# [STORED DATA]
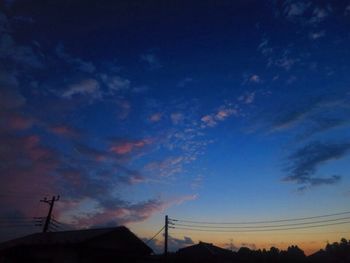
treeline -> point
(338, 252)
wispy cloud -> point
(152, 60)
(211, 120)
(182, 83)
(85, 87)
(64, 130)
(306, 160)
(167, 167)
(155, 117)
(115, 83)
(176, 117)
(80, 64)
(317, 35)
(126, 146)
(247, 98)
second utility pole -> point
(166, 236)
(48, 218)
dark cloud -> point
(306, 160)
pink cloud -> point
(63, 130)
(128, 146)
(18, 122)
(27, 170)
(124, 109)
(167, 167)
(176, 117)
(155, 117)
(211, 120)
(129, 213)
(254, 79)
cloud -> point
(155, 117)
(85, 87)
(124, 109)
(27, 168)
(211, 120)
(347, 10)
(20, 56)
(115, 83)
(306, 13)
(64, 130)
(312, 109)
(15, 121)
(306, 160)
(322, 124)
(184, 82)
(113, 211)
(167, 167)
(176, 117)
(254, 79)
(319, 14)
(247, 98)
(80, 64)
(296, 9)
(152, 60)
(122, 147)
(317, 35)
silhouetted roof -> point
(203, 248)
(118, 238)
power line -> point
(258, 222)
(265, 226)
(258, 230)
(149, 240)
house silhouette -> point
(116, 244)
(204, 252)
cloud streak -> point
(306, 160)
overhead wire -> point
(266, 226)
(149, 240)
(257, 230)
(258, 222)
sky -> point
(216, 111)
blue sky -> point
(205, 110)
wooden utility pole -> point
(51, 204)
(166, 236)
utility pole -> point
(166, 236)
(51, 204)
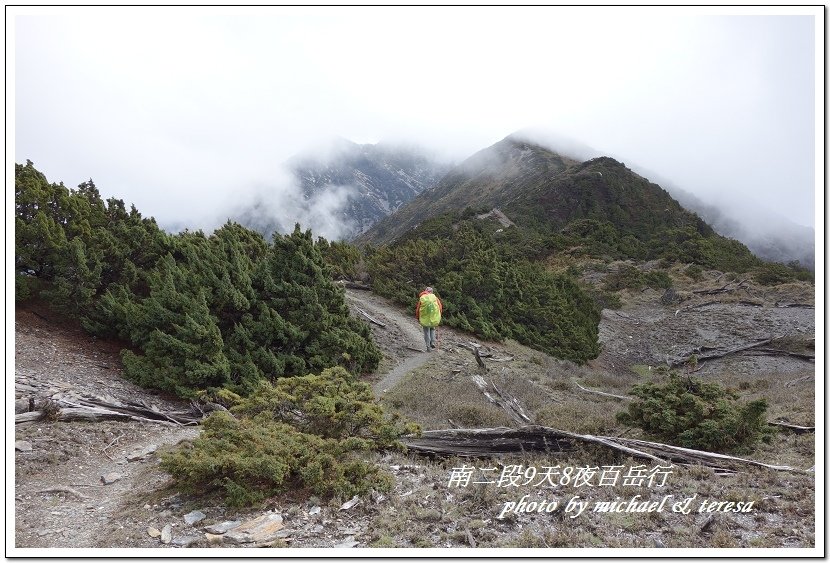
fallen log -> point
(369, 318)
(28, 416)
(793, 427)
(479, 361)
(500, 398)
(719, 354)
(65, 490)
(112, 408)
(355, 285)
(799, 380)
(779, 352)
(486, 442)
(724, 289)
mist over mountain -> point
(342, 188)
(540, 189)
(768, 235)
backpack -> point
(430, 313)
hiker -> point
(428, 312)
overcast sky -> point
(183, 110)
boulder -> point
(259, 530)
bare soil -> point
(62, 502)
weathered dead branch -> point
(503, 399)
(601, 393)
(800, 305)
(799, 380)
(65, 490)
(479, 361)
(719, 353)
(29, 416)
(95, 409)
(724, 289)
(794, 428)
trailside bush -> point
(302, 432)
(250, 460)
(691, 413)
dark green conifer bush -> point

# [TASK OBJECTIVE]
Please give again only the lines from the one containing "wooden utility pole -> point" through the last line of the entries above, exactly as they stand and without pictures.

# [ANSWER BOX]
wooden utility pole -> point
(51, 204)
(166, 236)
utility pole -> point
(166, 236)
(51, 204)
fallen log -> point
(369, 318)
(28, 416)
(793, 427)
(479, 361)
(500, 398)
(719, 354)
(65, 490)
(112, 408)
(355, 285)
(799, 380)
(779, 352)
(486, 442)
(724, 289)
mist over mountain -> point
(342, 188)
(540, 189)
(768, 235)
backpack -> point
(430, 313)
hiker -> point
(428, 312)
overcast sky -> point
(183, 110)
boulder -> point
(259, 530)
bare soil -> point
(62, 502)
weathered dead branch -> point
(503, 399)
(601, 393)
(800, 305)
(799, 380)
(65, 490)
(479, 361)
(719, 353)
(29, 416)
(95, 409)
(724, 289)
(794, 428)
trailside bush -> point
(302, 432)
(250, 460)
(691, 413)
dark green conifer bush -> point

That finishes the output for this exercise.